• Objectif énoncé
Dans l'extrait sur Dylan, quel auteur est désigné comme le modèle le plus constamment actif ? Répondez en une phrase, s'il vous plaît.

• Extrait du texte
____
L’équilibre - ou la distance - entre le personnage (biographie) et l’auteur (autobiographie) ? Rolling Stones, puis Dylan, sont sous-titrés Une biographie. Pourquoi pas Roman, finalement ?
On est dans une période de diktat du mot roman, fin de comète d’un âge d’or inauguré par Balzac et Flaubert. La tradition littéraire de notre langue se moque de ces limites de genre : Saint-Simon, par exemple, est pour moi le modèle le plus constamment actif. D’autre part, ce qui compte, c’est comment on pousse l’écriture à affronter ce qu’on ne sait pas, pour en extorquer un peu de justesse. S’il n’y a pas de réponse au bout (et surtout avec Dylan), au moins radicaliser la façon dont on interroge le monde. Ce qu’on documente, ce qu’on apprend, devient chaque fois une contrainte supplémentaire pour l’écriture. Ce n’est que dans la rigueur qu’elle a une chance d’être juste. D’autre part,les vies (les vies de saint au troisième siècle, la Vie de Rancé de Chateabriand, les Vies minuscules de Pierre Michon), c’est un genre majeur de l’histoire littéraire. Un réservoir très fort de formes.

François Bon, musicologue ? Musicien ? Groupie ? Documentariste ? Un peu de tous ces qualificatifs ? Et à quelle hauteur ? La question est pertinente parce que François Bon ne disparaît jamais derrière Bob Dylan. Bref, "Monsieur Dylan, c’est moi" ?
Non, Dylan c’est Dylan, un portrait d’artiste complexe, glissant et dur, mais tout entier travaillé par des figures d’écriture. Donc nous renvoyant à nous-mêmes, autrement que ce que nous savons d’avance. C’est ce qui justifie l’approche. L’écriture c’est une sorte de vertige, de trou. C’est là où on ne maîtrise pas. Alors oui, quand ma vieille maman me dit : « Je ne sais pas où tu vas chercher tout ça », ça me fait sourire, mais la documentation, vraiment, c’est avant le trou. Il y a un plaisir vrai à l’enquête, remonter vers les lieux, les gens, affiner le détail. Mais c’est la préparation de la page, ça ne lui donne aucune garantie. Musicologue encore moins : je parle guitare à travers mes rêves d’ados, je sais ce que c’est qu’un accord ouvert, et, pour Dylan par exemple, l’histoire de ses instruments c’est très important. Mais la voie de passage, l’endroit funambule où le travail commence, c’est ce portrait d’artiste. Peu importe qu’il tienne à la musique, à l’architecture. Et là aussi, Dylan abat un drôle de jeu de cartes, dans les périodes où la peinture compte plus pour lui que la musique, par exemple. Mais, pour avancer, c’est l’écriture elle-même qu’on questionne : qui je suis, d’où je parle, quelle garantie j’ai que mon discours soit juste. Alors oui, la démarche d’écriture reste un des paramètres à la surface du texte. Corollaire : ce qui compte, c’est la fabrication, l’invention. Parce qu’on s’interroge sur l’invention, il faut en examiner de près les conditions concrètes. On a la chance, pour Dylan ou les Stones, que des témoignages très précis abondent sur les séances d’enregistrement. Les registres du studio 1 de Columbia, ou des studios Columbia de Nashville, pour Dylan : l’invention est quantifiée, contrainte de se matérialiser à date fixe. Grande question à rebours pour l’écriture.
____
• Données fournies
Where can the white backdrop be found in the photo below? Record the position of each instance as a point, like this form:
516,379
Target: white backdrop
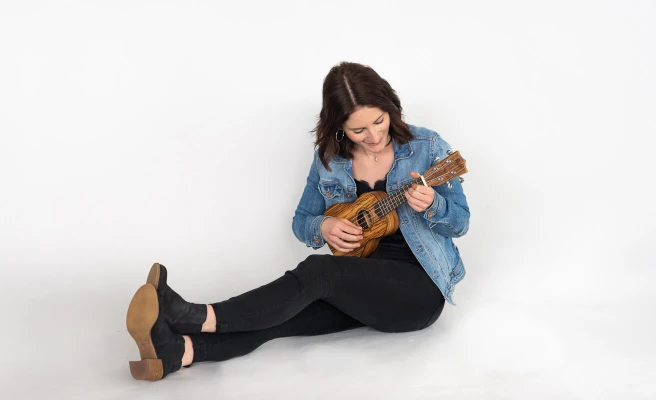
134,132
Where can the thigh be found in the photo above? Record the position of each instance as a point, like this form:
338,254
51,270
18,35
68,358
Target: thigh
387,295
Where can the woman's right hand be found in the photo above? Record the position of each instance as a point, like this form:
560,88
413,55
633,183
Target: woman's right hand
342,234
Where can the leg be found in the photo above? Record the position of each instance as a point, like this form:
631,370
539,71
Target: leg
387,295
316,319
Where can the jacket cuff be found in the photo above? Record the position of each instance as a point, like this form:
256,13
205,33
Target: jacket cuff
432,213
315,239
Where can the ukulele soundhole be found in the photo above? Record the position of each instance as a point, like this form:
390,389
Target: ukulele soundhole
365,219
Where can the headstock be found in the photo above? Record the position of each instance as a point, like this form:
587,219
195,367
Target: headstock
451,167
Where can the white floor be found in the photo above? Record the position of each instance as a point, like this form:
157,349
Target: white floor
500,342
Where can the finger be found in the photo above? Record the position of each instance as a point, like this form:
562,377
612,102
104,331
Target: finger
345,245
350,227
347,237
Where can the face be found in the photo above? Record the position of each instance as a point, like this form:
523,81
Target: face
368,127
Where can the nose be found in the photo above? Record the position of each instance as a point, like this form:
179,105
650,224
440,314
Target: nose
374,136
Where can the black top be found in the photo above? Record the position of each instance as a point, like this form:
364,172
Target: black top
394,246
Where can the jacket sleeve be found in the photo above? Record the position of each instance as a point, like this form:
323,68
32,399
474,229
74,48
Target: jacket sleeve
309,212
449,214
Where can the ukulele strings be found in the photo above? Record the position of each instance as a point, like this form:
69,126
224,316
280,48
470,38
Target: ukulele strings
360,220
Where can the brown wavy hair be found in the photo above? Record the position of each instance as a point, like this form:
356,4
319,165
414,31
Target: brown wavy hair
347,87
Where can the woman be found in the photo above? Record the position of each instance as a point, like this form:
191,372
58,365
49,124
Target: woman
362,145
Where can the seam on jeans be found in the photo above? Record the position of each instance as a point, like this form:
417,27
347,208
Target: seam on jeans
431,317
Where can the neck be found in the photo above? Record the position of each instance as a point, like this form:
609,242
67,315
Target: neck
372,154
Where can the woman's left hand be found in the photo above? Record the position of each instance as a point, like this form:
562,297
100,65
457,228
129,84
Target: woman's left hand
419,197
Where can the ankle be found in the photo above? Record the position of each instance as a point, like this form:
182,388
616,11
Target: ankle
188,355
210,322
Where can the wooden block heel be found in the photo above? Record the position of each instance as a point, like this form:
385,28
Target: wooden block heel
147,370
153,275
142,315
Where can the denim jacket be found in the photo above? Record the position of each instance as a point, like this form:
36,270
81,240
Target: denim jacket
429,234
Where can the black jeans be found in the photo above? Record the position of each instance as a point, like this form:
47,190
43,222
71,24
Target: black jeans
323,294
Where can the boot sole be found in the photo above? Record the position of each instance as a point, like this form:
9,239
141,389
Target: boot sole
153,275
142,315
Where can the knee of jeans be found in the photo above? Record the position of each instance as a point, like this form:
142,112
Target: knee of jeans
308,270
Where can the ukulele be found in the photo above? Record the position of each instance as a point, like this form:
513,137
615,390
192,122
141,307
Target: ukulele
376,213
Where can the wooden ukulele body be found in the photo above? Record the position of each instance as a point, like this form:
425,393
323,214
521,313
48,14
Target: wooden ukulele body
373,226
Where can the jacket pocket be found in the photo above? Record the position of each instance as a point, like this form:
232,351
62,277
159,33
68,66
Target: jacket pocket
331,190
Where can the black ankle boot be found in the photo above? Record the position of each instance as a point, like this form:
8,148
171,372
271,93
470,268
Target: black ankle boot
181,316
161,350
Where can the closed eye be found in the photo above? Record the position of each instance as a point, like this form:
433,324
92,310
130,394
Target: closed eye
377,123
____
• Réponse
C'est Saint-Simon qui est désigné comme le modèle le plus constamment actif.